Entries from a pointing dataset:
◇ ◇ ◇
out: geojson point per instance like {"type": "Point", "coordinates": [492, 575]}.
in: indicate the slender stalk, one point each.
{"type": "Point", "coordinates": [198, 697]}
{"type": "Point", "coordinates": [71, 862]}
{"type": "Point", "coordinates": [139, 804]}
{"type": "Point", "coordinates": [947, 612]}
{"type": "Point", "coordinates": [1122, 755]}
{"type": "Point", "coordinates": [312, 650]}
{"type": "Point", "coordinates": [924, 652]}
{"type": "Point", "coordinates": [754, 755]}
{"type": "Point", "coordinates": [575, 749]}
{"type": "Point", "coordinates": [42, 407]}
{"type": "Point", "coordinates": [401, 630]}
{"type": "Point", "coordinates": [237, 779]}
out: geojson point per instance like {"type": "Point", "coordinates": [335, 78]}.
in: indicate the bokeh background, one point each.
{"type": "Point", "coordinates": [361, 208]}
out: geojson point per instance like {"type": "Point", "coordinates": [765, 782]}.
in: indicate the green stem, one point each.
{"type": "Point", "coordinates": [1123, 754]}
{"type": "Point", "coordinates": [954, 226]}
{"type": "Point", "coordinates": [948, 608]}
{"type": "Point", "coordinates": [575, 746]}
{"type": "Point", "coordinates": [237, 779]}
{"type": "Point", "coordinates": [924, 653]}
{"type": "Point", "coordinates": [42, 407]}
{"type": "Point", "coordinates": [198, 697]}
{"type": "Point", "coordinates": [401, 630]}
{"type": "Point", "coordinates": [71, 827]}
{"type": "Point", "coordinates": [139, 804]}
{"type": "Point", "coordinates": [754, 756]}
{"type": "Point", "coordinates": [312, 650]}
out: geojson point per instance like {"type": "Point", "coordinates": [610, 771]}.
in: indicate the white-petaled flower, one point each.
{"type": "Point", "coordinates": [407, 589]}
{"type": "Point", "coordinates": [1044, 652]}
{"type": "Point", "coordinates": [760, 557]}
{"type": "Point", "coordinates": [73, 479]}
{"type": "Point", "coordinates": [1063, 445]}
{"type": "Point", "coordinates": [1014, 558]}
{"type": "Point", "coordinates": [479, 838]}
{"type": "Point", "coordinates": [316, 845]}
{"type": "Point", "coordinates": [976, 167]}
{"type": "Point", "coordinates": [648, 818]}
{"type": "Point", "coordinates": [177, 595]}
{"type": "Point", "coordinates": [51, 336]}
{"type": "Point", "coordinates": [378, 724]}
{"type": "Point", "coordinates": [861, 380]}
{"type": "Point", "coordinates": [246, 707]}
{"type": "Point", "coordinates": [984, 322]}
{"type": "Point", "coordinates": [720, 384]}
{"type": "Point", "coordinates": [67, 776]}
◇ ◇ ◇
Instruction: Please repeat the material above, word for word and in full.

Solution to this problem:
out: geojson point per instance like {"type": "Point", "coordinates": [492, 575]}.
in: indicate the slender stalk, one point each.
{"type": "Point", "coordinates": [198, 697]}
{"type": "Point", "coordinates": [71, 862]}
{"type": "Point", "coordinates": [139, 804]}
{"type": "Point", "coordinates": [947, 612]}
{"type": "Point", "coordinates": [1122, 755]}
{"type": "Point", "coordinates": [312, 650]}
{"type": "Point", "coordinates": [924, 652]}
{"type": "Point", "coordinates": [754, 755]}
{"type": "Point", "coordinates": [575, 749]}
{"type": "Point", "coordinates": [42, 407]}
{"type": "Point", "coordinates": [401, 630]}
{"type": "Point", "coordinates": [237, 779]}
out: geojson point per instance like {"type": "Point", "coordinates": [335, 78]}.
in: indicate the bokeh background, one point each.
{"type": "Point", "coordinates": [361, 208]}
out: geojson point per instance like {"type": "Point", "coordinates": [765, 782]}.
in: indicate the green stem, one point each.
{"type": "Point", "coordinates": [1123, 754]}
{"type": "Point", "coordinates": [954, 226]}
{"type": "Point", "coordinates": [948, 608]}
{"type": "Point", "coordinates": [575, 746]}
{"type": "Point", "coordinates": [237, 779]}
{"type": "Point", "coordinates": [924, 653]}
{"type": "Point", "coordinates": [42, 407]}
{"type": "Point", "coordinates": [198, 697]}
{"type": "Point", "coordinates": [401, 630]}
{"type": "Point", "coordinates": [71, 827]}
{"type": "Point", "coordinates": [139, 804]}
{"type": "Point", "coordinates": [754, 756]}
{"type": "Point", "coordinates": [312, 650]}
out: geojson point per instance like {"type": "Point", "coordinates": [610, 771]}.
in: indicate the white-petaled flower, one point each.
{"type": "Point", "coordinates": [407, 589]}
{"type": "Point", "coordinates": [1044, 652]}
{"type": "Point", "coordinates": [760, 557]}
{"type": "Point", "coordinates": [73, 479]}
{"type": "Point", "coordinates": [1063, 445]}
{"type": "Point", "coordinates": [1014, 558]}
{"type": "Point", "coordinates": [479, 838]}
{"type": "Point", "coordinates": [316, 845]}
{"type": "Point", "coordinates": [976, 167]}
{"type": "Point", "coordinates": [648, 818]}
{"type": "Point", "coordinates": [177, 595]}
{"type": "Point", "coordinates": [51, 336]}
{"type": "Point", "coordinates": [378, 724]}
{"type": "Point", "coordinates": [861, 380]}
{"type": "Point", "coordinates": [246, 707]}
{"type": "Point", "coordinates": [984, 322]}
{"type": "Point", "coordinates": [720, 384]}
{"type": "Point", "coordinates": [67, 776]}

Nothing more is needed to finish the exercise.